§ Direction
Reproduce all of the data below word for word, leaving out the picture.

######

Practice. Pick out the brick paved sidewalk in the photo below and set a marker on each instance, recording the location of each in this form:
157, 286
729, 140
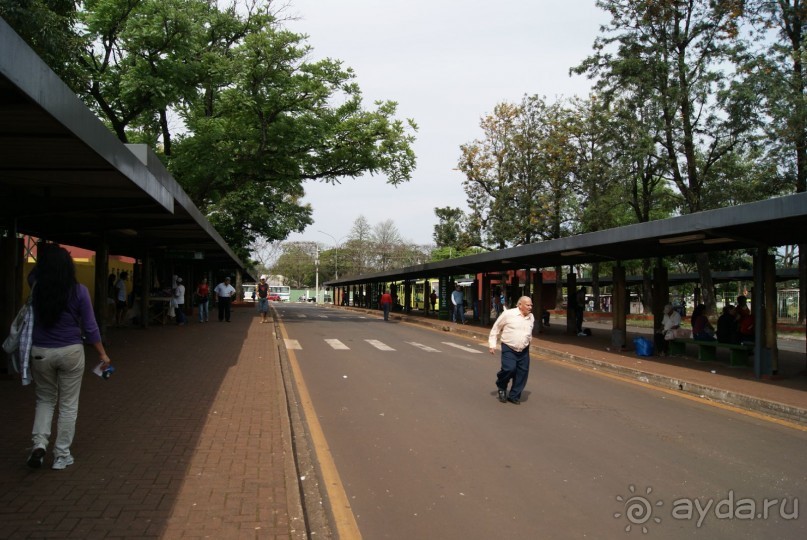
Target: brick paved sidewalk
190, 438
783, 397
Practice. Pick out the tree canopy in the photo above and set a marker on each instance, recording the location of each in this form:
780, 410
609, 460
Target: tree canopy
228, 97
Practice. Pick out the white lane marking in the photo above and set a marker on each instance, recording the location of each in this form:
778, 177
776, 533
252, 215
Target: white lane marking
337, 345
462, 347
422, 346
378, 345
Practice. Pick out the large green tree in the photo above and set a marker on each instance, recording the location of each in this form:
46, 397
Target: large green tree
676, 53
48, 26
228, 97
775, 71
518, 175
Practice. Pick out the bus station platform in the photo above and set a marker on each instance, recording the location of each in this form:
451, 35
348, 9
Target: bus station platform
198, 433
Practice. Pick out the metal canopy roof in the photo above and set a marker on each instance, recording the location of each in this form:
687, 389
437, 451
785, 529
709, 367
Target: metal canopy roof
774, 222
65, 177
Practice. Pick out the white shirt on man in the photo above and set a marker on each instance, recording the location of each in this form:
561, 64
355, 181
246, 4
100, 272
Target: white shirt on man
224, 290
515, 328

######

§ Exercise answer
Practice. Pick out the brick paved sidewalk in the photo below and set a marker on each instance, recording the location of each in this form:
157, 286
729, 140
Target: brick paved sidewalk
190, 438
783, 397
Practice. Pick out the tree canopy in the photo above and set a marker on each instance, recording the location of each in this form:
780, 410
609, 460
Target: tree canopy
228, 97
Practice. Pick out the white lane marking in the photo above and set a marker on each instance, recording the location of each in this form:
778, 177
776, 533
252, 215
Target: white lane marking
337, 345
462, 347
422, 346
378, 345
Practice. Pick out the large green tree in the photo above and set a marker on each instance, recording the location of each in this form:
46, 397
Target: large green tree
676, 53
48, 26
228, 97
775, 71
518, 175
Practice. Pick out the bus station platform in the photo above and set a marker on each instance, recording the location of each in this form:
451, 35
348, 9
Target: bus station platform
198, 433
Practice. Pick out the metal canopy roof in the photo above and set a marker on each instance, recording the location of each in this form:
687, 389
437, 451
785, 529
709, 367
Target: metal canopy roof
774, 222
65, 177
Practice. Pick out the white shirt on man in the photo above and set a marker on each instance, recording the location of each in this form:
561, 64
355, 181
246, 4
100, 272
Target: white shirt on man
224, 290
515, 328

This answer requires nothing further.